#### DATASET ENTRIES ####

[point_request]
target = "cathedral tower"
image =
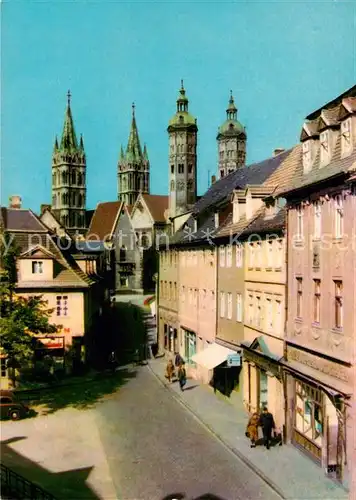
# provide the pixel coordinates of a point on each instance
(133, 168)
(183, 133)
(69, 176)
(231, 142)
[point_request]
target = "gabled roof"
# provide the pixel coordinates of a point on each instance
(20, 219)
(103, 223)
(157, 205)
(219, 194)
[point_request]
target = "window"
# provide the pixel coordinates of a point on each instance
(229, 305)
(316, 305)
(339, 218)
(37, 267)
(338, 305)
(308, 412)
(317, 220)
(279, 326)
(299, 223)
(239, 255)
(222, 304)
(62, 305)
(258, 311)
(324, 148)
(346, 142)
(238, 307)
(222, 256)
(269, 314)
(229, 256)
(269, 253)
(299, 297)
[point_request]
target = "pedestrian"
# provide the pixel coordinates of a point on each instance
(182, 376)
(267, 424)
(252, 429)
(170, 371)
(178, 360)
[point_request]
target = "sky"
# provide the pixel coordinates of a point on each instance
(282, 60)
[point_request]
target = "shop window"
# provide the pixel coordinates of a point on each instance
(222, 304)
(309, 412)
(339, 217)
(239, 307)
(263, 389)
(190, 346)
(62, 305)
(37, 267)
(229, 256)
(299, 297)
(239, 255)
(316, 308)
(229, 305)
(338, 305)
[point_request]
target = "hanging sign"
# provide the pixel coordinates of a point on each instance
(234, 360)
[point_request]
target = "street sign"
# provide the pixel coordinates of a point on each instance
(234, 359)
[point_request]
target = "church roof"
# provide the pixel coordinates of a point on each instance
(103, 222)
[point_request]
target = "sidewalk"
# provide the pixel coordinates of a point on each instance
(288, 471)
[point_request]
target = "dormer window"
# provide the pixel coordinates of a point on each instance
(307, 156)
(37, 267)
(324, 148)
(346, 142)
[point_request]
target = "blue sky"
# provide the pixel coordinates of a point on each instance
(281, 59)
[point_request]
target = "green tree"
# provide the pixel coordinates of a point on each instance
(20, 317)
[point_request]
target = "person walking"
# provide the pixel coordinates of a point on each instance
(182, 376)
(170, 371)
(267, 424)
(252, 429)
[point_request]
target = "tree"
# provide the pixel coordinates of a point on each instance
(20, 317)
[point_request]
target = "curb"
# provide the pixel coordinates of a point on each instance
(235, 451)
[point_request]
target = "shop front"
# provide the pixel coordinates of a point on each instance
(317, 415)
(263, 381)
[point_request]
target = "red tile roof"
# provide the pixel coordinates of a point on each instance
(157, 205)
(102, 224)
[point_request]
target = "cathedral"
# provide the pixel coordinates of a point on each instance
(133, 169)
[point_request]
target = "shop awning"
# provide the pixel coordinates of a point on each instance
(212, 356)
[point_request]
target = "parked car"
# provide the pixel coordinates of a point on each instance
(11, 407)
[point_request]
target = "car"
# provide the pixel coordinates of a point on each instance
(11, 407)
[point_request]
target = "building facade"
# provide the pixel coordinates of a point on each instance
(182, 178)
(69, 177)
(231, 142)
(321, 321)
(133, 167)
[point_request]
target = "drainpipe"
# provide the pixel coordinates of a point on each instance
(284, 377)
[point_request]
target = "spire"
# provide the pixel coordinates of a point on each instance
(55, 147)
(69, 140)
(182, 101)
(231, 111)
(133, 150)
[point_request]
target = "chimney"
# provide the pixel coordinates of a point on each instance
(278, 151)
(15, 201)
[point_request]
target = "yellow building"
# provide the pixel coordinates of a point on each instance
(67, 281)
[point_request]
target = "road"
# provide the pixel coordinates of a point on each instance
(155, 448)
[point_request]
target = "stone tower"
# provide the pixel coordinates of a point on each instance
(231, 142)
(183, 134)
(133, 168)
(69, 177)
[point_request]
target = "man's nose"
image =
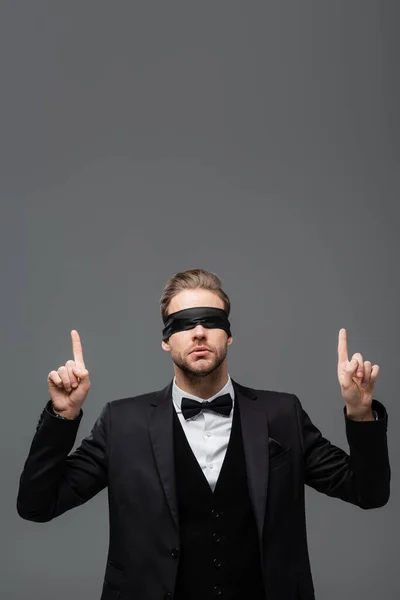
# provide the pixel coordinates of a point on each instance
(199, 331)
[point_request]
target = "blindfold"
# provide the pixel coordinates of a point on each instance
(188, 318)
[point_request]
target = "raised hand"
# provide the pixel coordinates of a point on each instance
(357, 379)
(70, 384)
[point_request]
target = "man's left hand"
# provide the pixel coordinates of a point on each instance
(357, 379)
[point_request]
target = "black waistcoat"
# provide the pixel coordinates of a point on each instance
(219, 553)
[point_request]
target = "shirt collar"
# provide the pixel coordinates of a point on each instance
(178, 394)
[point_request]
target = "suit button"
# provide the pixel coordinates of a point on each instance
(217, 564)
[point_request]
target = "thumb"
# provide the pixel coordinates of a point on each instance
(348, 373)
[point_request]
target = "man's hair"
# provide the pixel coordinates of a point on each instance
(191, 280)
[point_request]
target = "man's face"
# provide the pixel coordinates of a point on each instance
(182, 343)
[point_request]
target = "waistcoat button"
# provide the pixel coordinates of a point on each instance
(216, 563)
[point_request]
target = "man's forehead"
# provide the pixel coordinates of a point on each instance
(193, 299)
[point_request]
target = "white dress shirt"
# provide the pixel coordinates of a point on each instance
(207, 432)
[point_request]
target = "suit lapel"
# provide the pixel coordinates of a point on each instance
(162, 439)
(255, 441)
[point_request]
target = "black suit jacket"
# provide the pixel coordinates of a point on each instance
(130, 450)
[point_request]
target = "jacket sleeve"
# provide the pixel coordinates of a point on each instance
(361, 477)
(54, 481)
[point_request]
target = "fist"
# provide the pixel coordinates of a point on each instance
(70, 384)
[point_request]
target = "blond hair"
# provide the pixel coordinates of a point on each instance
(191, 280)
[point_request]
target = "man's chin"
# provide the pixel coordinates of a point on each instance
(199, 368)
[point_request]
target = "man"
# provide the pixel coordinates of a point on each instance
(206, 476)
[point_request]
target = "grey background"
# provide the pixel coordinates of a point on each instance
(258, 140)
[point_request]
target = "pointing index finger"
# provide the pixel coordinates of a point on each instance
(77, 350)
(342, 346)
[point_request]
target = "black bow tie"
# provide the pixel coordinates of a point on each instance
(221, 404)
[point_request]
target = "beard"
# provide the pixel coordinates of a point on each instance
(201, 366)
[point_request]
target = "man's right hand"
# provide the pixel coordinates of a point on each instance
(70, 384)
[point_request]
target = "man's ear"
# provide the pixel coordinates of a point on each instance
(165, 346)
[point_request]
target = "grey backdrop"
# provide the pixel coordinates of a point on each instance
(258, 140)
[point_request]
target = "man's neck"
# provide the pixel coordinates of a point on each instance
(203, 387)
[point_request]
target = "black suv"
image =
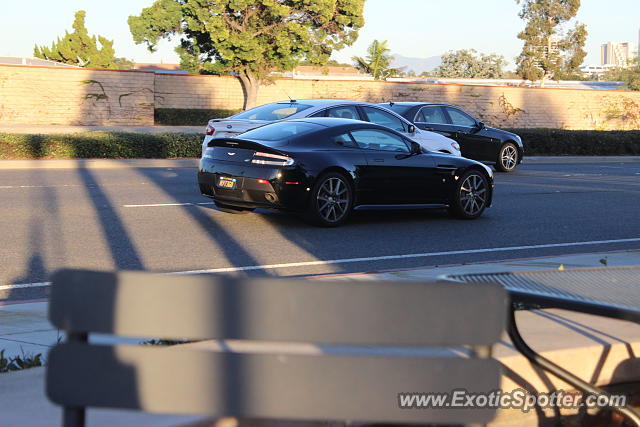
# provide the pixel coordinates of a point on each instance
(477, 141)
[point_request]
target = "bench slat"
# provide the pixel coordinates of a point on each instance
(329, 312)
(303, 387)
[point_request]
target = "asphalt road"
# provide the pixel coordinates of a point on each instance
(119, 219)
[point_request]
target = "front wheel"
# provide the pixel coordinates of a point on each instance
(507, 158)
(330, 201)
(471, 195)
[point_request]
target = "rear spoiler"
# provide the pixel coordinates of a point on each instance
(244, 144)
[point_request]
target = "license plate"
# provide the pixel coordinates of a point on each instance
(228, 183)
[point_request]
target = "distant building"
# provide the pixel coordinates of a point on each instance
(596, 70)
(616, 54)
(19, 60)
(159, 68)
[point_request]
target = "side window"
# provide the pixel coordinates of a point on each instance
(345, 112)
(375, 139)
(321, 113)
(383, 118)
(345, 140)
(459, 118)
(431, 115)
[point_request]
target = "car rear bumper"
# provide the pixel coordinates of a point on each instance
(256, 186)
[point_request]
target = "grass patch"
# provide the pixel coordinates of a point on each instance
(559, 142)
(18, 363)
(100, 145)
(188, 116)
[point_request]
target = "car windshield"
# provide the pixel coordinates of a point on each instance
(280, 131)
(272, 112)
(397, 108)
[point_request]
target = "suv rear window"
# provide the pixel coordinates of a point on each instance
(272, 112)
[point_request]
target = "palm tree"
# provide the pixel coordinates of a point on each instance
(377, 62)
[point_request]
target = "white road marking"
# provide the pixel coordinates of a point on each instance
(155, 205)
(406, 256)
(22, 286)
(364, 259)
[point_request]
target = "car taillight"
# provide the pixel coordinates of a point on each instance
(260, 158)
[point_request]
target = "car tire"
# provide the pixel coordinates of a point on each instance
(233, 209)
(508, 158)
(471, 195)
(330, 201)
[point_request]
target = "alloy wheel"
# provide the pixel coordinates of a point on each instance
(509, 157)
(473, 194)
(332, 200)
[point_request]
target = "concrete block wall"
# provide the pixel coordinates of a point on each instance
(103, 97)
(75, 96)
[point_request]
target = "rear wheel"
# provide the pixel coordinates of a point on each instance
(507, 158)
(232, 209)
(331, 200)
(471, 195)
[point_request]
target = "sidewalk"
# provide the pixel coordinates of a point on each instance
(601, 344)
(193, 162)
(55, 129)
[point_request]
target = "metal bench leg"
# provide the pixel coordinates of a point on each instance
(73, 417)
(560, 372)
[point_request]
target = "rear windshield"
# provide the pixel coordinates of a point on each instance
(272, 112)
(281, 130)
(397, 108)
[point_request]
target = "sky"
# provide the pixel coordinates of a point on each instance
(413, 28)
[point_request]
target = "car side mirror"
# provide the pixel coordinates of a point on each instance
(416, 148)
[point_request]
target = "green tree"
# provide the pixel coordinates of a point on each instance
(548, 51)
(630, 75)
(250, 38)
(378, 61)
(79, 48)
(470, 64)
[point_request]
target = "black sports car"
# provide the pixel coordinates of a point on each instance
(327, 167)
(477, 141)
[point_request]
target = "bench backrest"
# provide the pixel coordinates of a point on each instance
(354, 382)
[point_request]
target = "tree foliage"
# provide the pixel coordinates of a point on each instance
(548, 51)
(630, 75)
(378, 61)
(79, 48)
(250, 38)
(471, 64)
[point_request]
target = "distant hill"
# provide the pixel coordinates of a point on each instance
(419, 65)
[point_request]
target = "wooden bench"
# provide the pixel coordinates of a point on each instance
(405, 319)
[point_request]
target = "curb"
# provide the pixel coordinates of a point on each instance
(580, 159)
(99, 163)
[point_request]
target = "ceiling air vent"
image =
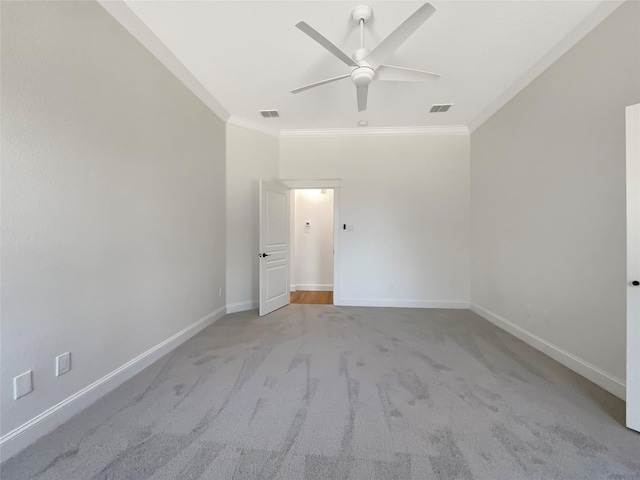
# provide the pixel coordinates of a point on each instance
(440, 107)
(269, 113)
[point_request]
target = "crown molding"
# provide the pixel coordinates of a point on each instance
(377, 131)
(241, 122)
(136, 27)
(601, 12)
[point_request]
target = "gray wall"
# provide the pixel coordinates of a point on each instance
(407, 198)
(548, 198)
(113, 201)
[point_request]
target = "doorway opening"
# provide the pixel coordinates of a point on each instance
(312, 246)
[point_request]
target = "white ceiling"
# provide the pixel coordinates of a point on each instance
(249, 55)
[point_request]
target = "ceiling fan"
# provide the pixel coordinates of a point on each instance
(367, 65)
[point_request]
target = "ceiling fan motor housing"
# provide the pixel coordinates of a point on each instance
(362, 75)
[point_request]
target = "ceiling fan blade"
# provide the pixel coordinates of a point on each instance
(396, 38)
(321, 82)
(390, 73)
(317, 36)
(362, 97)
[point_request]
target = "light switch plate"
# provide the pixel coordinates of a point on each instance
(63, 363)
(22, 385)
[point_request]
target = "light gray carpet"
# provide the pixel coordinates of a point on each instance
(323, 392)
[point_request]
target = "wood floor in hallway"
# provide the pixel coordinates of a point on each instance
(315, 298)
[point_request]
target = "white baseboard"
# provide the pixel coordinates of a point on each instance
(609, 382)
(242, 306)
(313, 287)
(400, 303)
(23, 436)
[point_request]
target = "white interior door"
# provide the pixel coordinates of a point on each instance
(633, 267)
(274, 247)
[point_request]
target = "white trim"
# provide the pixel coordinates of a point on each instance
(241, 122)
(609, 382)
(313, 287)
(401, 303)
(27, 433)
(601, 12)
(242, 306)
(136, 27)
(320, 183)
(377, 131)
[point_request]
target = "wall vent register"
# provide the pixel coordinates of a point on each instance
(269, 113)
(440, 107)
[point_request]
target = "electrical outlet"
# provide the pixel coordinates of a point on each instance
(63, 363)
(22, 385)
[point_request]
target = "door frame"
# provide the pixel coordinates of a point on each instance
(333, 184)
(632, 115)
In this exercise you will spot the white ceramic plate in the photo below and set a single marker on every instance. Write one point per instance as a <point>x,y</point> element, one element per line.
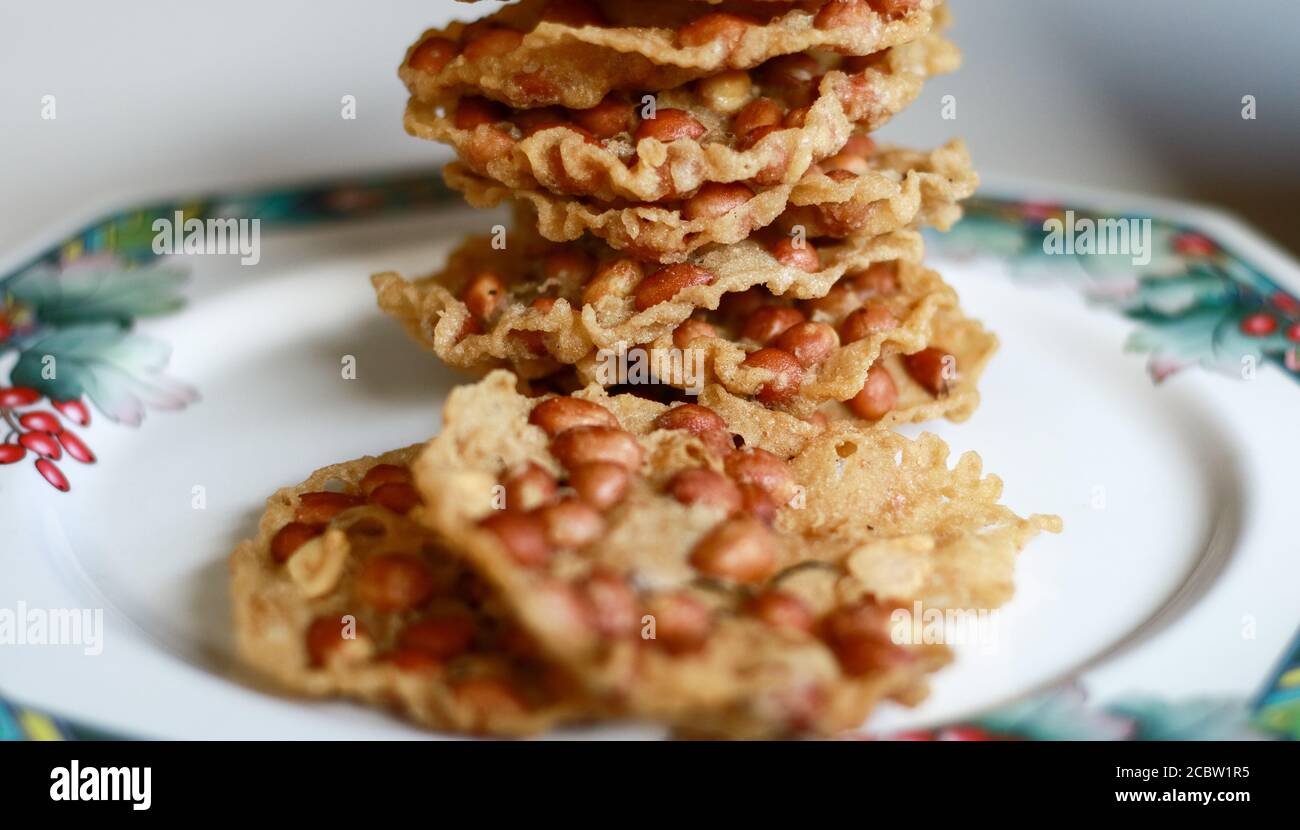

####

Find every line in the listing above that contains the string "window", matching case exactly, and copy each of those lines.

target = "window"
target = "shop window"
target = "dormer window"
target = "side window"
target = "suv rear window"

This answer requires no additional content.